— Start Supplied data —

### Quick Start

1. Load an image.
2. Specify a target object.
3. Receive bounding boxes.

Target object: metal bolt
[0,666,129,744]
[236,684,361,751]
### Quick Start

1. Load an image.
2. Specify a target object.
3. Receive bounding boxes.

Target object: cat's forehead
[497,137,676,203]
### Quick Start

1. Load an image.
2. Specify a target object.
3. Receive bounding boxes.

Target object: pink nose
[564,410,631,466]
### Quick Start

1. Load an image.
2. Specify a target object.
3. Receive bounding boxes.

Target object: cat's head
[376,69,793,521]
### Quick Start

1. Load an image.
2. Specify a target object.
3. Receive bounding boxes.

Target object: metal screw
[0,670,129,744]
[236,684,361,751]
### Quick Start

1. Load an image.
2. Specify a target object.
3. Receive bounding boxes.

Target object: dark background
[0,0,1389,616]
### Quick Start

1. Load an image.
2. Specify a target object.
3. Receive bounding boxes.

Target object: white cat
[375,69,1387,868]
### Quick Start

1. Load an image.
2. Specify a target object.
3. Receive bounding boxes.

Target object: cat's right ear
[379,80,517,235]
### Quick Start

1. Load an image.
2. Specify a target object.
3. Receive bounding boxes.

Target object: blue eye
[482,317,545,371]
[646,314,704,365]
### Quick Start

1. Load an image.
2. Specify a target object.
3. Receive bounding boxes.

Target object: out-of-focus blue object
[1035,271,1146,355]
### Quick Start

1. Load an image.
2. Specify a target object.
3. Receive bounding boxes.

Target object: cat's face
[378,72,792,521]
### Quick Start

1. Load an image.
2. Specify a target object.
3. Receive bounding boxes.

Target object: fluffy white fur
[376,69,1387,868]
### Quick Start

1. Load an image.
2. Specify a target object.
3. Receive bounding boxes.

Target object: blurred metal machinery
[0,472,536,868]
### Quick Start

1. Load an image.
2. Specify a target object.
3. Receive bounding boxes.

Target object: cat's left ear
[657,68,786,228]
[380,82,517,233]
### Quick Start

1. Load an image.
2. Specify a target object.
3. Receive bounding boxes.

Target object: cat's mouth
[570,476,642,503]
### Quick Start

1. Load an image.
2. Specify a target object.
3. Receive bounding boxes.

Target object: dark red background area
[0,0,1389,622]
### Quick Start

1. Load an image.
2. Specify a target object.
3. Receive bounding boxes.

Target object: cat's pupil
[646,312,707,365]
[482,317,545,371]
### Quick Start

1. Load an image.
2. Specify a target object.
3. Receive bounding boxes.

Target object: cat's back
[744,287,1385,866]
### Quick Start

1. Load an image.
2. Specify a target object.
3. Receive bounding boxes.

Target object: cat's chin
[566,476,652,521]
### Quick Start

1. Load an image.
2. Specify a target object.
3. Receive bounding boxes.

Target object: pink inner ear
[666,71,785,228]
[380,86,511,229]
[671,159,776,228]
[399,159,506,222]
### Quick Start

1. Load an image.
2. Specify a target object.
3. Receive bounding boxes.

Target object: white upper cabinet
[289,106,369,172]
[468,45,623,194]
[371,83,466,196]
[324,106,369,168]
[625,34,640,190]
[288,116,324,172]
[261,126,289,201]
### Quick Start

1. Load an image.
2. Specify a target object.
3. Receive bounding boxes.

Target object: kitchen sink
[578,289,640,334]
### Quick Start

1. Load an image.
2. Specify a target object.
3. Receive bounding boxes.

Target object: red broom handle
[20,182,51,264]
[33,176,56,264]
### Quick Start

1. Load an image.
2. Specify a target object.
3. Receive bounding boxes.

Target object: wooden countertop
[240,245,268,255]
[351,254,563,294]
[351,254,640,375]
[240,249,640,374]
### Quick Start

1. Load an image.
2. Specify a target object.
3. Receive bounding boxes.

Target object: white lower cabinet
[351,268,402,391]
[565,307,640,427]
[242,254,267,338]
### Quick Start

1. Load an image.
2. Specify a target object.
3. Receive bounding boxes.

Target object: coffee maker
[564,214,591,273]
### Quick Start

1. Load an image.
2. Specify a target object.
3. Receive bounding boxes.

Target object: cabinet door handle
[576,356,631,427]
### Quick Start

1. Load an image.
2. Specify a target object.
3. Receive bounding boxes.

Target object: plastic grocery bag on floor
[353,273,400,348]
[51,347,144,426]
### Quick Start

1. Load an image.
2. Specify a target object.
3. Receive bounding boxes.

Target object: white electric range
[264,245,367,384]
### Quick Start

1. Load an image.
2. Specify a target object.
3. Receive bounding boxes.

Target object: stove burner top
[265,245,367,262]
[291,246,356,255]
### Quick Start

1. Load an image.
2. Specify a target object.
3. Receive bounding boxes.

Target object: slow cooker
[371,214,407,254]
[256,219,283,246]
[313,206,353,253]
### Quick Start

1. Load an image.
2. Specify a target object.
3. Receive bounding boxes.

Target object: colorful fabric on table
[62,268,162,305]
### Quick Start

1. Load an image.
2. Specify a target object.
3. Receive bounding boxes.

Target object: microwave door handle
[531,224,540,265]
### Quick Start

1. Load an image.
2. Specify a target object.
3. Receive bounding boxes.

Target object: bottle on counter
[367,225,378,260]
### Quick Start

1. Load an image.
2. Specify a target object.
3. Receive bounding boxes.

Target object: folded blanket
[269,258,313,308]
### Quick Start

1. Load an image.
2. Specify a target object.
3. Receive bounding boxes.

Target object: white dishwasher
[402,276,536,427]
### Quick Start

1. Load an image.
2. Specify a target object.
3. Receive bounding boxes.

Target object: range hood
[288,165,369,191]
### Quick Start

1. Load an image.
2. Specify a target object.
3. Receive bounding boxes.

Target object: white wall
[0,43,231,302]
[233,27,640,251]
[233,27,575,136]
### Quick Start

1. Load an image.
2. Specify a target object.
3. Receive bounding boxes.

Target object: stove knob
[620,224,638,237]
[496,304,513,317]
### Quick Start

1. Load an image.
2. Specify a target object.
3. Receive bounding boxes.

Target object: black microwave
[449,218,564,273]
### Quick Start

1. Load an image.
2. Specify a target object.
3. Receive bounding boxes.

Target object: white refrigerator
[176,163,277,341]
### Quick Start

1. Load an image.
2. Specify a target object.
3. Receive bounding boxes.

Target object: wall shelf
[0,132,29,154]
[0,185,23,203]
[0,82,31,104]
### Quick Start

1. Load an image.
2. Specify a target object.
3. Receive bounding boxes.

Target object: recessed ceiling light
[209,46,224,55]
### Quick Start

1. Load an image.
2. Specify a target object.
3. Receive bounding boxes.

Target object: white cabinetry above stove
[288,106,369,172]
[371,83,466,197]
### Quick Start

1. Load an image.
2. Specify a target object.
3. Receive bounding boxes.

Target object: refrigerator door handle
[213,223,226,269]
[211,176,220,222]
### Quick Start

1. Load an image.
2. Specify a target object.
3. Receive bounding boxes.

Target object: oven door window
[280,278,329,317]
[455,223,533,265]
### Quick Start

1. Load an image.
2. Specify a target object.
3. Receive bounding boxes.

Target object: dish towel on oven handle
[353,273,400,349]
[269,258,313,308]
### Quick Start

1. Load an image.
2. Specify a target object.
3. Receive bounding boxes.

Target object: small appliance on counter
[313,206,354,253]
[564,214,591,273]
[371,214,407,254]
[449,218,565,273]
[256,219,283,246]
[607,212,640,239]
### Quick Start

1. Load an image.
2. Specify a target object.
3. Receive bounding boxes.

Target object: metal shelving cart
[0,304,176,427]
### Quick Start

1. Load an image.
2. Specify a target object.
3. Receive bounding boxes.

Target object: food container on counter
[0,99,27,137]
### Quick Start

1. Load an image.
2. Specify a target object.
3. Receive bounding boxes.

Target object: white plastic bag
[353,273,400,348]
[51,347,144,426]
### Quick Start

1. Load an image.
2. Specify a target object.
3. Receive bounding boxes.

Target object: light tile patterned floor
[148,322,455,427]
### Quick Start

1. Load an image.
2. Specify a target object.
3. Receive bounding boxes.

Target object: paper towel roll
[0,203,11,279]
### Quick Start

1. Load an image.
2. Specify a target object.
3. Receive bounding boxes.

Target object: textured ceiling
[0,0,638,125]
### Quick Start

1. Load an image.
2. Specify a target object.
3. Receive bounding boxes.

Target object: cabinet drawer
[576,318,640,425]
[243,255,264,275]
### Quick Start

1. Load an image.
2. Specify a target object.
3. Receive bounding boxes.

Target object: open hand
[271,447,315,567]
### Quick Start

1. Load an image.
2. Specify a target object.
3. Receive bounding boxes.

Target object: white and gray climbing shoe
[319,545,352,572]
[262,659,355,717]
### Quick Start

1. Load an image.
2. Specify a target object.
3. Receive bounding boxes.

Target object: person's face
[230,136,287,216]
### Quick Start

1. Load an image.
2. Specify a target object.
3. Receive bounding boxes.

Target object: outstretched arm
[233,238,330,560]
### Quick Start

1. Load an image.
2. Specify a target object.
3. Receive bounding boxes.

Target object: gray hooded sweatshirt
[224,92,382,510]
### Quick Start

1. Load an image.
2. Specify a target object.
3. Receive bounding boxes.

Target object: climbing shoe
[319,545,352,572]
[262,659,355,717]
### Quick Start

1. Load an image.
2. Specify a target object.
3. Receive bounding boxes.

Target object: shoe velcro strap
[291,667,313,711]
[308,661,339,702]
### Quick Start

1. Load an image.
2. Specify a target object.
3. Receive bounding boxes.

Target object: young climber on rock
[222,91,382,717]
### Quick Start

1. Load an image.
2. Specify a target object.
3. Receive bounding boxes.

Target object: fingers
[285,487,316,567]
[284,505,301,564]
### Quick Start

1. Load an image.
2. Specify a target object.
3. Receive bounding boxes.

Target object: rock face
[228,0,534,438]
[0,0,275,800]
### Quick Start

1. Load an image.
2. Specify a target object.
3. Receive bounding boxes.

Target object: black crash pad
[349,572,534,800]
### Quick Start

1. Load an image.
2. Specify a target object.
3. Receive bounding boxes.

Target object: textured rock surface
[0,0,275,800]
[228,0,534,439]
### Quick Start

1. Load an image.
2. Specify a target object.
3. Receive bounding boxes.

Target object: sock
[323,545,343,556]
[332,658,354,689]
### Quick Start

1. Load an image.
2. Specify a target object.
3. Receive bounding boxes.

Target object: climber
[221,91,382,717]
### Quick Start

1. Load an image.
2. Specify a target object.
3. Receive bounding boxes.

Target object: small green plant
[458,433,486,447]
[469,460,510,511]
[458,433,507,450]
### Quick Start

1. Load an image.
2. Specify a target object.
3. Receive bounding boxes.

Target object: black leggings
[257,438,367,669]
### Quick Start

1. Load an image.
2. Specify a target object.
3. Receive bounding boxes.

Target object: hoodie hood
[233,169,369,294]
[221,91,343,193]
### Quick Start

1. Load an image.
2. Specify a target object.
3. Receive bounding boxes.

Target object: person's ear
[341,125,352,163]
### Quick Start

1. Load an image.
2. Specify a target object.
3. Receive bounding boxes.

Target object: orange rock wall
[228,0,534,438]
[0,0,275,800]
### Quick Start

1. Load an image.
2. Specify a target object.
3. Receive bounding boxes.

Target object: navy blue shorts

— End Supplied data —

Select every line of the records above that contains the string "rock", and copy each one. Case counts.

> **Finished answer**:
Target object: young climber on rock
Target object: rock face
Target object: textured rock surface
Target object: orange rock wall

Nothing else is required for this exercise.